::: Data listing

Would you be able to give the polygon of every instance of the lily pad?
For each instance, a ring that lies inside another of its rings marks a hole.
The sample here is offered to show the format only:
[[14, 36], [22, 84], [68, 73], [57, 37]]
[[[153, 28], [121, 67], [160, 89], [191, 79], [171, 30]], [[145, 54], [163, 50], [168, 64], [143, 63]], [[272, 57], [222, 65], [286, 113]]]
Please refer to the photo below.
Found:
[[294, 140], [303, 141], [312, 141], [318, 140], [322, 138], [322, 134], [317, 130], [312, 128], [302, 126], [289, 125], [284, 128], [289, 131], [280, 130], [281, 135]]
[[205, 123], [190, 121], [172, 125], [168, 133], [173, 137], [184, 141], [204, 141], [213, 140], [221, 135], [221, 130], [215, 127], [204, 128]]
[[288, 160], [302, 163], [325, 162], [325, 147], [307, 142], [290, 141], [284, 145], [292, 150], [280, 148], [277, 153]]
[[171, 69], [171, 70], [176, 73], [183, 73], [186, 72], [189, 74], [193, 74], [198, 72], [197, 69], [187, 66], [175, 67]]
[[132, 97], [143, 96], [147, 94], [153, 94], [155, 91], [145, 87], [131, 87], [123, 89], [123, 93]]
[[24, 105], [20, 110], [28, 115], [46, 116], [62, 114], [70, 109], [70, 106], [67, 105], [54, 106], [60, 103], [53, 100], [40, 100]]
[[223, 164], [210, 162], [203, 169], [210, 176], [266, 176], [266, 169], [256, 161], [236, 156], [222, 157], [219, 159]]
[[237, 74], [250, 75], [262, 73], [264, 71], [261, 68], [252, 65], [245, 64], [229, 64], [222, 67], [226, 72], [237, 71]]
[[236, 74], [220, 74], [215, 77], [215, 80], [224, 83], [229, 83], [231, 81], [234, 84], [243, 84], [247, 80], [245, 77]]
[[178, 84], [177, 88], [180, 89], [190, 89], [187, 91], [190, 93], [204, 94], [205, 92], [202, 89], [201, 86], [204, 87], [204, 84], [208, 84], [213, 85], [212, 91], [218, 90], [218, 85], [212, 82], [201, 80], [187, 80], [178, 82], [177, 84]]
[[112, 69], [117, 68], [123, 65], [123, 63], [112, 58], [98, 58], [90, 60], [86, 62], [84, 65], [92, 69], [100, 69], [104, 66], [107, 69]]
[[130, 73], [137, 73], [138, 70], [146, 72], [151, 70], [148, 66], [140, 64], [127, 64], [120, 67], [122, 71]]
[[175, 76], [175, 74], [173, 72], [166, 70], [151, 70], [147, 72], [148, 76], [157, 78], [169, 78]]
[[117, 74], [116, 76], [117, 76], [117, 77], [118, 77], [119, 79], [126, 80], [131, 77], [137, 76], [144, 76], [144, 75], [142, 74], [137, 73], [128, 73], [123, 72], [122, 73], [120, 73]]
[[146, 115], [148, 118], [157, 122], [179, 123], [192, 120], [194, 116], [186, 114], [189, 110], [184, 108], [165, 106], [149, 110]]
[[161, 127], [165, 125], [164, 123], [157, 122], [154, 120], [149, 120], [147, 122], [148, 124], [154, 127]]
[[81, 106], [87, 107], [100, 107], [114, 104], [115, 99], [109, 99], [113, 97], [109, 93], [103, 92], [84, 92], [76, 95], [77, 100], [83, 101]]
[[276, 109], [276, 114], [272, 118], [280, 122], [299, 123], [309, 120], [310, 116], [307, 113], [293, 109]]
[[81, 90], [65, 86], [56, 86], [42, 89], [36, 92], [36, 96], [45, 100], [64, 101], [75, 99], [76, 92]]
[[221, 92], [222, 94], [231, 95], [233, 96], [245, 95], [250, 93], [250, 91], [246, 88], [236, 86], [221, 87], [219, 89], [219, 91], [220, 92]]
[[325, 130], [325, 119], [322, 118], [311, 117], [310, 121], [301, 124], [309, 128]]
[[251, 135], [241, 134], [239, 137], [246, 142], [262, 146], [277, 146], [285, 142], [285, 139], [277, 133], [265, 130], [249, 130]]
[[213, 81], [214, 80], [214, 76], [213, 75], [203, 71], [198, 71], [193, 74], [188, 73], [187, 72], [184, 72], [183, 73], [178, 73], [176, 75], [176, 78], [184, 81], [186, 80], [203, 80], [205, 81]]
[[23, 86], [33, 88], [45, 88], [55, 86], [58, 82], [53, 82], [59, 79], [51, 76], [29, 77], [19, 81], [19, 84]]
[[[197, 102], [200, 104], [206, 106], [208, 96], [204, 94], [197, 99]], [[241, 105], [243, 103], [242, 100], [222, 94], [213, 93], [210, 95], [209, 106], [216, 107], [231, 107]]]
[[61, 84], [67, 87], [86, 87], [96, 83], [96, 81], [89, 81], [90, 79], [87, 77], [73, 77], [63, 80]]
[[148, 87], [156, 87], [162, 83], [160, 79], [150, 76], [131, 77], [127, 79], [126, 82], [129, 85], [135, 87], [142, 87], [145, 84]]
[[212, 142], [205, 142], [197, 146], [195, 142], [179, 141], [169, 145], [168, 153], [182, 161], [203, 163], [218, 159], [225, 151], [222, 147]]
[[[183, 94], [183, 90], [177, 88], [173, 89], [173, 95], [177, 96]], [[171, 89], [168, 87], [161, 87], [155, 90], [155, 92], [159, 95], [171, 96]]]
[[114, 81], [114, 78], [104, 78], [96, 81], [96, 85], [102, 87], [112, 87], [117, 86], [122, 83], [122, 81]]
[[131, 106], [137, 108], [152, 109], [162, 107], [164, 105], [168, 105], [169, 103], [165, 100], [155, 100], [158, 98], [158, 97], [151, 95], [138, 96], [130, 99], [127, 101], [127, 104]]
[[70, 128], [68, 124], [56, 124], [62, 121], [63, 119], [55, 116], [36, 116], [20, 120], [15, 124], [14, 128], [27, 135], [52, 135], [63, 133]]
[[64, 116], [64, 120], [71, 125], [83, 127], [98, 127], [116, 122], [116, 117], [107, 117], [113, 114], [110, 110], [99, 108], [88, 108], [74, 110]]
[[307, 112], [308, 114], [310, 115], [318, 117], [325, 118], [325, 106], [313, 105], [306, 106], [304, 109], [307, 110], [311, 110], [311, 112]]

::::::

Please rewrite the lines above as a JSON list of strings, one string per line, leaving out any blank lines.

[
  "Would you be able to give the polygon of every instance of the lily pad?",
  "For each instance, a ring that lies inside another of its rings marks a hole.",
  "The sample here is offered to show the format only:",
  "[[14, 36], [22, 84], [68, 73], [57, 37]]",
  "[[[153, 28], [121, 67], [160, 89], [191, 79], [171, 30]], [[145, 54], [163, 50], [168, 64], [143, 63]], [[272, 57], [222, 65], [286, 113]]]",
  "Please refer to the photo below.",
  "Found:",
  "[[294, 140], [303, 141], [312, 141], [318, 140], [322, 138], [322, 134], [317, 130], [312, 128], [302, 126], [289, 125], [284, 128], [289, 131], [280, 130], [281, 135]]",
  "[[205, 123], [190, 121], [172, 125], [168, 133], [173, 137], [184, 141], [204, 141], [213, 140], [221, 135], [221, 130], [215, 127], [204, 128]]",
  "[[288, 160], [302, 163], [325, 162], [325, 147], [307, 142], [290, 141], [284, 145], [292, 150], [280, 148], [277, 153]]",
  "[[171, 69], [171, 70], [176, 73], [183, 73], [186, 72], [189, 74], [193, 74], [198, 72], [197, 69], [187, 66], [175, 67]]",
  "[[132, 97], [143, 96], [147, 94], [153, 94], [155, 91], [145, 87], [131, 87], [123, 89], [123, 93]]",
  "[[24, 105], [20, 110], [28, 115], [46, 116], [62, 114], [70, 109], [70, 106], [67, 105], [54, 106], [60, 103], [53, 100], [40, 100]]",
  "[[223, 164], [210, 162], [203, 169], [210, 176], [266, 176], [266, 169], [256, 161], [236, 156], [222, 157], [219, 159]]",
  "[[237, 74], [250, 75], [262, 73], [264, 71], [261, 68], [252, 65], [245, 64], [229, 64], [222, 67], [226, 72], [237, 71]]",
  "[[236, 74], [220, 74], [215, 77], [215, 80], [224, 83], [229, 83], [231, 81], [234, 84], [243, 84], [247, 80], [245, 77]]",
  "[[178, 84], [177, 88], [180, 89], [190, 89], [187, 91], [190, 93], [204, 94], [205, 92], [202, 89], [201, 86], [204, 87], [204, 84], [208, 84], [213, 85], [212, 91], [218, 90], [218, 85], [212, 82], [201, 80], [187, 80], [178, 82], [177, 84]]",
  "[[112, 69], [117, 68], [123, 65], [123, 63], [112, 58], [98, 58], [90, 60], [86, 62], [84, 65], [92, 69], [100, 69], [104, 66], [107, 69]]",
  "[[130, 73], [137, 73], [138, 70], [146, 72], [151, 70], [148, 66], [140, 64], [127, 64], [120, 67], [122, 71]]",
  "[[175, 76], [175, 74], [173, 72], [166, 70], [151, 70], [147, 72], [148, 76], [157, 78], [169, 78]]",
  "[[117, 74], [116, 76], [117, 76], [117, 77], [118, 77], [119, 79], [126, 80], [131, 77], [137, 76], [144, 76], [144, 75], [142, 74], [137, 73], [128, 73], [123, 72], [122, 73], [120, 73]]",
  "[[146, 115], [148, 118], [157, 122], [179, 123], [192, 120], [194, 116], [186, 114], [189, 110], [184, 108], [165, 106], [149, 110]]",
  "[[161, 127], [165, 125], [164, 123], [157, 122], [154, 120], [149, 120], [147, 122], [148, 124], [154, 127]]",
  "[[81, 106], [87, 107], [100, 107], [114, 104], [115, 99], [109, 99], [113, 97], [109, 93], [103, 92], [84, 92], [76, 95], [77, 100], [83, 101]]",
  "[[276, 109], [276, 114], [272, 118], [280, 122], [299, 123], [309, 120], [310, 116], [307, 113], [293, 109]]",
  "[[81, 90], [65, 86], [56, 86], [42, 89], [36, 92], [36, 96], [45, 100], [64, 101], [75, 99], [76, 92]]",
  "[[221, 92], [222, 94], [231, 95], [233, 96], [245, 95], [250, 93], [250, 91], [246, 88], [236, 86], [221, 87], [219, 89], [219, 91], [220, 92]]",
  "[[325, 130], [325, 119], [322, 118], [311, 117], [310, 121], [301, 124], [309, 128]]",
  "[[251, 135], [241, 134], [239, 137], [246, 142], [262, 146], [277, 146], [285, 142], [285, 139], [277, 133], [265, 130], [249, 130]]",
  "[[213, 81], [214, 80], [214, 76], [213, 75], [203, 71], [198, 71], [193, 74], [188, 73], [187, 72], [184, 72], [183, 73], [178, 73], [176, 75], [176, 78], [184, 81], [186, 80], [203, 80], [205, 81]]",
  "[[23, 86], [33, 88], [45, 88], [55, 86], [58, 82], [53, 82], [59, 79], [51, 76], [29, 77], [19, 81], [19, 84]]",
  "[[[197, 102], [200, 104], [206, 106], [208, 96], [204, 94], [197, 99]], [[241, 105], [243, 103], [242, 100], [222, 94], [213, 93], [210, 95], [209, 106], [216, 107], [231, 107]]]",
  "[[61, 84], [67, 87], [86, 87], [96, 83], [96, 81], [89, 81], [90, 79], [87, 77], [73, 77], [63, 80]]",
  "[[148, 87], [156, 87], [162, 83], [160, 79], [150, 76], [131, 77], [127, 79], [126, 82], [129, 85], [135, 87], [142, 87], [145, 84]]",
  "[[212, 142], [205, 142], [197, 146], [195, 142], [179, 141], [169, 145], [168, 153], [182, 161], [203, 163], [218, 159], [225, 151], [222, 147]]",
  "[[[183, 94], [183, 90], [177, 88], [173, 89], [173, 95], [177, 96]], [[171, 89], [168, 87], [161, 87], [155, 90], [155, 92], [159, 95], [171, 96]]]",
  "[[114, 81], [114, 78], [104, 78], [96, 81], [96, 85], [102, 87], [112, 87], [117, 86], [122, 83], [122, 81]]",
  "[[131, 106], [137, 108], [152, 109], [162, 107], [164, 105], [168, 105], [169, 103], [165, 100], [155, 100], [158, 98], [158, 97], [151, 95], [138, 96], [130, 99], [127, 101], [127, 104]]",
  "[[70, 128], [68, 124], [56, 124], [62, 121], [63, 119], [55, 116], [36, 116], [20, 120], [15, 124], [14, 128], [27, 135], [52, 135], [63, 133]]",
  "[[64, 116], [64, 120], [71, 125], [83, 127], [98, 127], [116, 122], [116, 117], [107, 117], [113, 114], [110, 110], [99, 108], [88, 108], [74, 110]]",
  "[[307, 112], [308, 114], [310, 115], [318, 117], [325, 118], [325, 106], [313, 105], [306, 106], [304, 109], [307, 110], [311, 110], [311, 112]]"
]